• **Given text**:
Many Solutions to Liquid–Solids Blending

Liquids and solids are mixed and blended for many reasons in food processing.

Some common examples include dispersing gums and stabilizers in ice cream mix; dissolving salt and sugar in water to make brines; suspending vegetables and meat pieces in broth for soups and sauces; mixing oil, eggs, and vinegar to make mayonnaise; and dispersing water in flour to make bread dough.

Some of the parameters that distinguish different regimes of mixing include the proportion of solid to liquid, the viscosity of the final mix, the solubility of the solids, and the presence of other materials, such as a second liquid phase.

• **Aim of the task**: Revise the blending text between "Some of the" and "second liquid phase.", inclusive, so that "parameters" becomes "factors".

• **Supplied data**:
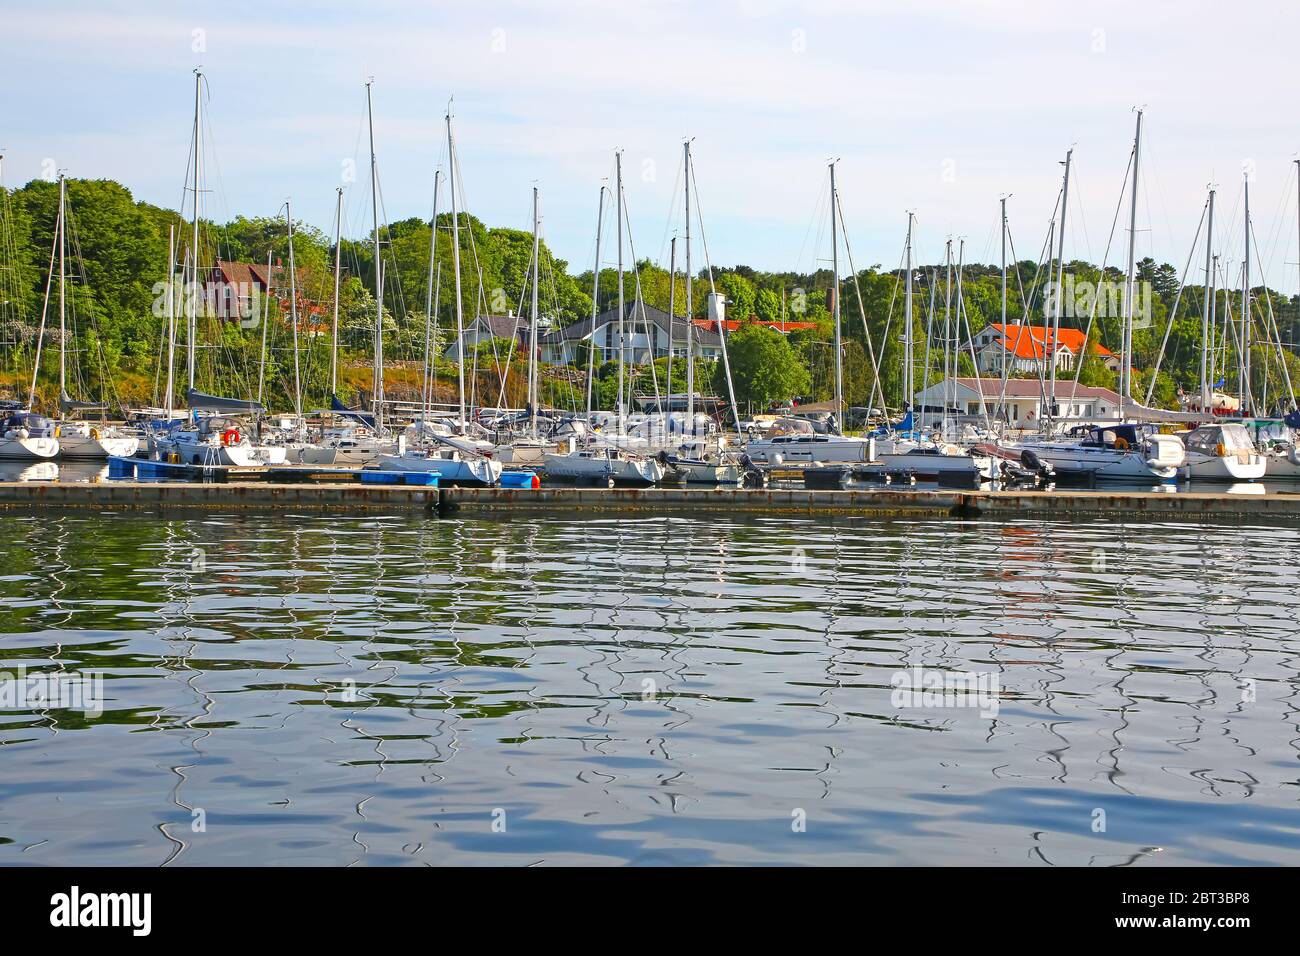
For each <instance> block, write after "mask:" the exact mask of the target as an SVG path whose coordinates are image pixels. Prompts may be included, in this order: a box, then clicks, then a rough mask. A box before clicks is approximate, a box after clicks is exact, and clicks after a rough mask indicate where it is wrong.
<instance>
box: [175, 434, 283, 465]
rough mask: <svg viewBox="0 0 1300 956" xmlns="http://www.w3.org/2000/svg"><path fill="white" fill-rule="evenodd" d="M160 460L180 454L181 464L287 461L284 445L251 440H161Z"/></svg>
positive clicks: (243, 462)
mask: <svg viewBox="0 0 1300 956" xmlns="http://www.w3.org/2000/svg"><path fill="white" fill-rule="evenodd" d="M155 450H156V453H157V457H159V459H160V460H165V459H166V458H168V457H169V455H173V454H174V455H177V457H178V458H179V462H181V464H209V466H220V467H226V468H259V467H263V466H266V464H285V460H286V451H285V447H283V446H276V445H251V444H248V442H247V441H244V442H239V444H235V445H217V444H212V442H205V441H186V440H185V438H177V440H160V441H159V442H156V445H155Z"/></svg>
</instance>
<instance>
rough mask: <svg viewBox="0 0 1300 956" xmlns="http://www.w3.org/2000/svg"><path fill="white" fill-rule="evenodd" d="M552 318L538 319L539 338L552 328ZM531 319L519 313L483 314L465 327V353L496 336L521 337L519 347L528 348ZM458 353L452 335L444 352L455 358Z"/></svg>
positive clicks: (525, 348) (538, 335)
mask: <svg viewBox="0 0 1300 956" xmlns="http://www.w3.org/2000/svg"><path fill="white" fill-rule="evenodd" d="M550 326H551V320H550V319H538V320H537V339H538V342H541V339H542V336H543V334H545V333H546V332H547V330H549V329H550ZM529 328H530V326H529V320H528V319H526V317H524V316H519V315H481V316H478V317H477V319H474V320H473V321H471V323H469V324H468V325H465V328H464V333H463V334H461V338H463V339H464V343H465V345H464V347H465V354H467V355H468V354H469V350H471V349H473V347H474V346H476V345H478V343H480V342H490V341H491V339H494V338H504V339H519V347H520V349H524V350H525V352H526V350H528V333H529ZM456 354H458V350H456V338H455V336H452V338H451V345H448V346H447V349H446V350H445V351H443V352H442V355H443V358H446V359H455V358H456Z"/></svg>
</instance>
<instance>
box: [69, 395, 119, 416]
mask: <svg viewBox="0 0 1300 956" xmlns="http://www.w3.org/2000/svg"><path fill="white" fill-rule="evenodd" d="M107 407H108V406H107V405H101V403H100V402H78V401H77V399H75V398H73V397H72V395H69V394H68V393H66V392H60V393H59V410H60V411H62V412H64V415H66V414H68V412H70V411H103V410H104V408H107Z"/></svg>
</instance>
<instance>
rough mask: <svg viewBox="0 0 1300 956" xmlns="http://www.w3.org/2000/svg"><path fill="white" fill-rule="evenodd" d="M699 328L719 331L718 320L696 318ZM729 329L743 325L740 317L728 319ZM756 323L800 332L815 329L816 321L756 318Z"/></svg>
mask: <svg viewBox="0 0 1300 956" xmlns="http://www.w3.org/2000/svg"><path fill="white" fill-rule="evenodd" d="M693 323H694V325H695V328H697V329H707V330H708V332H718V321H716V320H715V319H695V320H693ZM725 324H727V330H728V332H735V330H736V329H738V328H740V326H741V320H740V319H727V320H725ZM754 325H764V326H767V328H768V329H776V330H777V332H800V330H802V329H814V328H816V323H781V321H776V323H767V321H758V320H754Z"/></svg>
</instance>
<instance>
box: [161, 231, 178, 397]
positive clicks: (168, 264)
mask: <svg viewBox="0 0 1300 956" xmlns="http://www.w3.org/2000/svg"><path fill="white" fill-rule="evenodd" d="M174 269H175V222H172V224H169V225H168V228H166V393H165V394H166V398H165V399H164V403H162V408H164V411H165V412H166V419H168V420H169V421H170V420H172V405H173V398H172V393H173V392H174V390H175V385H174V384H173V381H172V378H173V376H174V375H175V273H174Z"/></svg>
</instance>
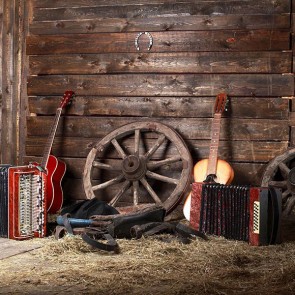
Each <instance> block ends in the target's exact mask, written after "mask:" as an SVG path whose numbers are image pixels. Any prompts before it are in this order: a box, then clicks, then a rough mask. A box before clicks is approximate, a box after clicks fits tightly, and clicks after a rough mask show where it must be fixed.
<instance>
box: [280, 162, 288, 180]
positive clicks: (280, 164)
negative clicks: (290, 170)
mask: <svg viewBox="0 0 295 295" xmlns="http://www.w3.org/2000/svg"><path fill="white" fill-rule="evenodd" d="M279 168H280V171H281V172H282V174H283V176H284V177H285V178H287V177H288V174H289V172H290V168H289V167H288V166H287V165H286V163H284V162H281V163H280V164H279Z"/></svg>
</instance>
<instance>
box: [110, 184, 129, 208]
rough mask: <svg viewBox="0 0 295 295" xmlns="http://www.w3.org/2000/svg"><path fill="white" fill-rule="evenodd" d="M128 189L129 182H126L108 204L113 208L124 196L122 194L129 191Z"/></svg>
mask: <svg viewBox="0 0 295 295" xmlns="http://www.w3.org/2000/svg"><path fill="white" fill-rule="evenodd" d="M129 187H130V181H129V180H126V181H125V182H124V183H123V186H122V188H121V189H120V190H119V192H118V193H117V194H116V196H115V197H114V198H113V199H112V200H111V201H110V202H109V204H110V205H111V206H115V205H116V204H117V202H118V201H119V199H120V198H121V197H122V196H123V195H124V193H125V192H126V191H127V190H128V189H129Z"/></svg>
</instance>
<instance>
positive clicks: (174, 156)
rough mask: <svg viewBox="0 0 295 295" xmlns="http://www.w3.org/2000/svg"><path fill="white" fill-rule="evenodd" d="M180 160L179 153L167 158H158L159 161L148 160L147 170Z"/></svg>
mask: <svg viewBox="0 0 295 295" xmlns="http://www.w3.org/2000/svg"><path fill="white" fill-rule="evenodd" d="M178 161H181V157H180V155H177V156H174V157H171V158H167V159H164V160H160V161H150V162H148V163H147V167H148V169H149V170H154V169H157V168H159V167H162V166H165V165H169V164H173V163H175V162H178Z"/></svg>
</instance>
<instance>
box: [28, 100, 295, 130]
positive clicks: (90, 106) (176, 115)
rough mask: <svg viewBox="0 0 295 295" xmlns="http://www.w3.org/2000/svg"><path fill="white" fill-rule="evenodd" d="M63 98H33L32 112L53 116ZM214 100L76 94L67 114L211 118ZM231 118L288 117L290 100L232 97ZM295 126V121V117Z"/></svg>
mask: <svg viewBox="0 0 295 295" xmlns="http://www.w3.org/2000/svg"><path fill="white" fill-rule="evenodd" d="M60 99H61V96H31V97H29V111H30V113H33V114H36V115H54V114H55V113H56V109H57V108H58V106H59V104H60ZM214 102H215V97H214V96H213V97H152V96H151V97H105V96H102V97H101V96H79V95H76V96H75V97H74V98H73V100H72V103H71V104H70V105H69V106H68V107H67V108H66V110H65V114H66V115H79V116H93V115H98V116H107V117H108V116H122V117H126V116H135V117H136V116H137V117H142V115H143V114H144V116H147V117H150V118H155V117H163V118H166V117H176V118H181V117H185V118H187V117H192V118H200V117H212V112H213V106H214ZM223 116H225V117H230V118H251V119H254V118H256V119H258V118H260V119H281V120H288V118H289V100H288V99H282V98H279V97H274V98H271V97H257V98H255V97H229V101H228V104H227V111H226V112H224V113H223ZM294 126H295V118H294Z"/></svg>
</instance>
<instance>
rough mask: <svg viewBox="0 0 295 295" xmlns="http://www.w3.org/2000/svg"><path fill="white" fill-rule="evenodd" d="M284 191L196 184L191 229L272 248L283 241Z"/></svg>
mask: <svg viewBox="0 0 295 295" xmlns="http://www.w3.org/2000/svg"><path fill="white" fill-rule="evenodd" d="M281 211H282V197H281V191H280V190H279V189H276V188H262V187H249V186H245V185H222V184H215V183H210V184H209V183H208V184H206V183H193V185H192V197H191V208H190V224H191V226H192V227H193V228H194V229H196V230H199V231H201V232H203V233H206V234H211V235H216V236H223V237H225V238H227V239H234V240H241V241H247V242H249V244H250V245H257V246H258V245H269V244H276V243H279V242H280V240H281V234H280V227H281V215H282V214H281Z"/></svg>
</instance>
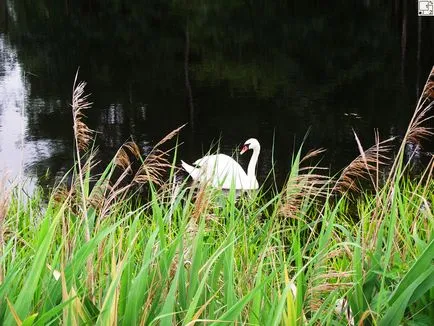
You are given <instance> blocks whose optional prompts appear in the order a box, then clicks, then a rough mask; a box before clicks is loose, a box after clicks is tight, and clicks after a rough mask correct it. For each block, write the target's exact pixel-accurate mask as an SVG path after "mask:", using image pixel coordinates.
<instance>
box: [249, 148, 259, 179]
mask: <svg viewBox="0 0 434 326" xmlns="http://www.w3.org/2000/svg"><path fill="white" fill-rule="evenodd" d="M260 151H261V149H260V148H255V149H253V154H252V157H251V158H250V162H249V166H248V167H247V176H248V177H249V178H250V179H253V180H256V163H258V157H259V152H260Z"/></svg>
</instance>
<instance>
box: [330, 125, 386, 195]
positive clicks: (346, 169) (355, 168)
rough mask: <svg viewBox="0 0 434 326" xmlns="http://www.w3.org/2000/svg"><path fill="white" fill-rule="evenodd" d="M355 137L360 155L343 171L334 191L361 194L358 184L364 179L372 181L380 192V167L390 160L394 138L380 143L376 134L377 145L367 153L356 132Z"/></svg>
mask: <svg viewBox="0 0 434 326" xmlns="http://www.w3.org/2000/svg"><path fill="white" fill-rule="evenodd" d="M353 132H354V131H353ZM354 137H355V139H356V142H357V147H358V149H359V152H360V155H359V156H357V157H356V158H355V159H354V160H353V161H352V162H351V163H350V164H349V165H348V166H347V167H346V168H345V169H344V170H343V171H342V173H341V175H340V177H339V179H338V180H337V181H336V184H335V186H334V188H333V189H334V190H337V191H339V192H341V193H345V192H348V191H356V192H360V188H359V186H358V184H357V183H358V181H359V180H360V179H364V180H370V181H371V182H372V185H373V186H374V187H375V190H378V182H379V181H378V180H379V177H378V176H379V171H380V166H383V165H386V164H387V161H388V160H389V159H390V158H389V156H388V154H389V152H390V150H391V148H392V145H391V142H392V140H393V139H394V138H388V139H386V140H383V141H380V140H379V137H378V133H376V136H375V144H374V145H373V146H372V147H370V148H368V149H367V150H366V151H365V150H363V147H362V145H361V143H360V140H359V138H358V137H357V135H356V133H355V132H354ZM374 176H375V177H374Z"/></svg>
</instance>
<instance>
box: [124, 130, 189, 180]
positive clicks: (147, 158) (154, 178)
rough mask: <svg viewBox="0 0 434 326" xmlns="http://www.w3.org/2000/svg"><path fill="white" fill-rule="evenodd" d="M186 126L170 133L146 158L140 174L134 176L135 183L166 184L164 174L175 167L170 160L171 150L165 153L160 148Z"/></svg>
mask: <svg viewBox="0 0 434 326" xmlns="http://www.w3.org/2000/svg"><path fill="white" fill-rule="evenodd" d="M184 126H185V124H184V125H182V126H180V127H179V128H176V129H175V130H173V131H171V132H170V133H168V134H167V135H166V136H165V137H163V138H162V139H161V140H160V141H159V142H158V143H157V144H156V145H155V146H154V147H153V149H152V151H151V152H150V153H149V154H148V155H147V156H146V158H145V159H144V161H143V163H142V165H141V166H140V168H139V170H138V172H137V173H136V175H135V176H134V179H133V181H134V182H135V183H138V184H143V183H147V182H152V183H154V184H157V185H159V186H161V185H162V184H163V183H164V180H163V176H164V173H165V172H166V171H167V170H168V169H170V168H174V167H173V166H172V165H171V164H170V162H169V160H168V156H169V152H170V150H168V151H163V150H160V149H159V147H160V146H161V145H163V144H164V143H165V142H167V141H168V140H170V139H172V138H173V137H174V136H175V135H177V134H178V133H179V131H180V130H181V129H182V128H183V127H184Z"/></svg>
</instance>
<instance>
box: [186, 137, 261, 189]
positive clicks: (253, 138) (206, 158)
mask: <svg viewBox="0 0 434 326" xmlns="http://www.w3.org/2000/svg"><path fill="white" fill-rule="evenodd" d="M248 149H252V150H253V154H252V157H251V158H250V162H249V166H248V168H247V173H246V172H244V170H243V168H242V167H241V165H240V164H239V163H238V162H237V161H235V160H234V159H233V158H232V157H230V156H228V155H225V154H216V155H207V156H204V157H202V158H200V159H198V160H197V161H195V162H194V165H195V166H191V165H189V164H187V163H185V162H184V161H181V164H182V167H183V168H184V169H185V170H186V171H187V172H188V173H189V174H190V176H191V177H192V178H193V180H196V181H198V182H200V183H205V182H209V183H210V184H211V185H212V186H213V187H216V188H222V189H231V188H232V187H234V188H235V189H237V190H253V189H258V188H259V184H258V181H257V180H256V163H257V162H258V156H259V152H260V150H261V146H260V145H259V142H258V141H257V140H256V139H254V138H251V139H249V140H247V141H246V142H245V143H244V147H243V149H242V150H241V154H242V153H244V152H245V151H246V150H248Z"/></svg>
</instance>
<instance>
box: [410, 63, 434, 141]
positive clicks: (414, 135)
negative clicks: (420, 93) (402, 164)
mask: <svg viewBox="0 0 434 326" xmlns="http://www.w3.org/2000/svg"><path fill="white" fill-rule="evenodd" d="M433 100H434V66H433V68H432V69H431V73H430V74H429V76H428V79H427V81H426V83H425V86H424V88H423V91H422V94H421V96H420V98H419V101H418V103H417V106H416V109H415V111H414V114H413V117H412V118H411V120H410V124H409V126H408V129H407V132H406V135H405V137H404V140H403V143H406V142H408V141H410V142H413V143H415V144H419V143H420V140H421V139H424V138H428V137H431V136H433V135H434V133H433V131H432V128H428V127H425V126H424V124H425V123H426V122H427V121H429V120H431V119H432V118H433V117H434V115H433V114H432V113H431V109H432V107H433V105H434V101H433ZM430 113H431V115H430Z"/></svg>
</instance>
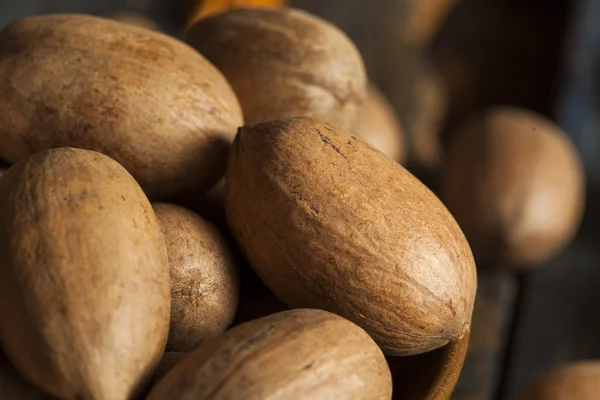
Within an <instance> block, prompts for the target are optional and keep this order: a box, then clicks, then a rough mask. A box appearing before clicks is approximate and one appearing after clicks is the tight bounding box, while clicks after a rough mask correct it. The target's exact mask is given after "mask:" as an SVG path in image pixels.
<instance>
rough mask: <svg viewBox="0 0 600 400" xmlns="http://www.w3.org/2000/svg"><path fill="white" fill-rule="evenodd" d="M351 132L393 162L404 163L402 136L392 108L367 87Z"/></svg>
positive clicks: (381, 96)
mask: <svg viewBox="0 0 600 400" xmlns="http://www.w3.org/2000/svg"><path fill="white" fill-rule="evenodd" d="M353 131H354V132H356V134H357V135H358V136H359V137H360V138H362V139H363V140H364V141H365V142H367V143H368V144H370V145H371V146H372V147H374V148H376V149H377V150H379V151H381V152H382V153H383V154H385V155H386V156H388V157H389V158H391V159H392V160H394V161H397V162H399V163H402V162H403V161H404V136H403V133H402V129H401V128H400V123H399V121H398V118H397V117H396V114H395V113H394V110H393V108H392V106H391V105H390V104H389V102H388V101H387V99H386V98H385V97H384V96H383V94H381V92H380V91H379V90H378V89H377V88H375V86H373V85H369V88H368V92H367V100H366V101H365V102H364V104H363V105H362V107H361V108H360V111H359V112H358V119H357V121H356V123H355V124H354V126H353Z"/></svg>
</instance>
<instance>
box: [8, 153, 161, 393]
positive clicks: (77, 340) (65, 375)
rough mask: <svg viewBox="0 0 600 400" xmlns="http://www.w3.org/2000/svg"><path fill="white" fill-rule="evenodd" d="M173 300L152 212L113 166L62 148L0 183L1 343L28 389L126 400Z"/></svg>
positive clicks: (39, 158) (33, 163)
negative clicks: (5, 323) (171, 300)
mask: <svg viewBox="0 0 600 400" xmlns="http://www.w3.org/2000/svg"><path fill="white" fill-rule="evenodd" d="M170 293H171V292H170V284H169V263H168V259H167V252H166V249H165V244H164V241H163V237H162V234H161V231H160V227H159V225H158V222H157V220H156V217H155V215H154V212H153V211H152V206H151V205H150V202H149V201H148V199H147V198H146V196H145V195H144V193H143V192H142V189H141V188H140V187H139V185H138V184H137V183H136V182H135V180H134V179H133V178H132V177H131V175H129V174H128V173H127V171H126V170H125V169H124V168H123V167H122V166H121V165H119V164H118V163H117V162H115V161H114V160H112V159H110V158H108V157H107V156H105V155H102V154H100V153H96V152H93V151H88V150H80V149H70V148H59V149H53V150H47V151H44V152H41V153H37V154H35V155H33V156H32V157H30V158H28V159H26V160H24V161H21V162H19V163H18V164H15V165H14V166H13V167H12V168H10V170H9V171H8V172H6V174H4V176H3V177H2V179H0V318H1V319H2V320H3V321H10V323H7V324H0V337H1V338H2V346H3V349H4V351H5V352H6V355H7V357H8V358H9V359H10V360H11V361H12V363H13V365H14V366H15V367H16V368H17V370H19V372H20V373H22V374H23V376H25V377H26V378H27V379H28V380H29V381H30V382H32V383H34V384H35V385H36V386H38V387H39V388H41V389H43V390H44V391H46V392H48V393H50V394H52V395H53V396H55V397H58V398H66V399H75V398H79V399H83V400H92V399H114V400H126V399H130V398H131V397H132V396H134V395H135V394H136V393H139V391H140V390H143V388H144V386H145V384H146V383H148V382H149V380H150V379H151V378H152V372H153V369H154V367H155V366H156V365H157V364H158V362H159V360H160V357H161V355H162V353H163V351H164V347H165V343H166V340H167V334H168V329H169V310H170V303H171V299H170Z"/></svg>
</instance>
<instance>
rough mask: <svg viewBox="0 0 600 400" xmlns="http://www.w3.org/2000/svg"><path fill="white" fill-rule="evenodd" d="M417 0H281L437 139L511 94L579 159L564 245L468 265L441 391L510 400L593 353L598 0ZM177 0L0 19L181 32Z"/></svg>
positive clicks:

• **Problem solution**:
Some of the factors that distinguish different regimes of mixing include the proportion of solid to liquid, the viscosity of the final mix, the solubility of the solids, and the presence of other materials, such as a second liquid phase.